# TASK STATEMENT
In the forum post about biting in a newly adopted dog, why did the family that tried to adopt both brothers return them to the rescue? Answer in one to three sentences.

# TEXT EXCERPT
>>>

# Biting - Newly Adopted



## James_1 (Jan 28, 2013)

Hello All,

I'm after some advice if possible. I've just adopted a 17-month old GSD boy, who occasionally jumps/bites me, when we're outside. I'm assuming it's nervousness, but having very little experience in this sort of thing, am not really sure...

Back story provided: He was kept with his brother from a puppy, (whom he apparently depended on to lead the way), by an older lady. When she sadly passed away, her carer decided to try keep them both on, but struggled & so passed them to a rescue centre. During their time before the rescue centre, they were never walked outdoors for further than ~100m. They stayed in rescue for several months before a family tried to adopt them both. They were handed back to the rescue, because they would both jump & bite when on the lead (always initiated by the dog which i've now adopted). 

What i've seen: Around the house he's very well behaved, if showing a little separation anxiety (follows me from room to room, even over playing with/staying with my other dog, who he gets on very well with). I assume this is from his extended stay in rescue, and history of being left in circumstances he isn't comfortable in. He doesn't guard, is very subservient, and not vocal at all unless playing with my bitch.

<<<

# DATA EXCERPTS
>>>

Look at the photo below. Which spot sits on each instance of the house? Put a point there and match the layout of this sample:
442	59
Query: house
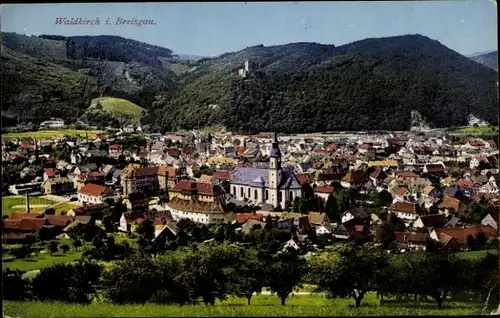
411	240
94	193
491	219
437	169
356	212
320	222
449	205
128	219
146	179
136	201
430	221
88	210
477	160
59	186
324	191
460	234
406	211
354	178
50	173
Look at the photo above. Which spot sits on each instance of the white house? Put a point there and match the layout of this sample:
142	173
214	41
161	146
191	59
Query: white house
94	194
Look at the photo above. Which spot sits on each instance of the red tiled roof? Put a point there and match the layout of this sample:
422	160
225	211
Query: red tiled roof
95	190
466	184
326	189
460	234
222	174
243	217
406	207
405	237
21	215
59	220
50	172
401	191
304	178
115	147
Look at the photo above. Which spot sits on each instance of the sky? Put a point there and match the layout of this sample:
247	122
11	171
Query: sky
212	28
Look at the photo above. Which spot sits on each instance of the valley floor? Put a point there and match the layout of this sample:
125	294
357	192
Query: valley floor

<<<

# EXERCISE ANSWER
The family handed them back because both dogs would jump and bite when on the lead. This was always started by the dog the poster has now adopted.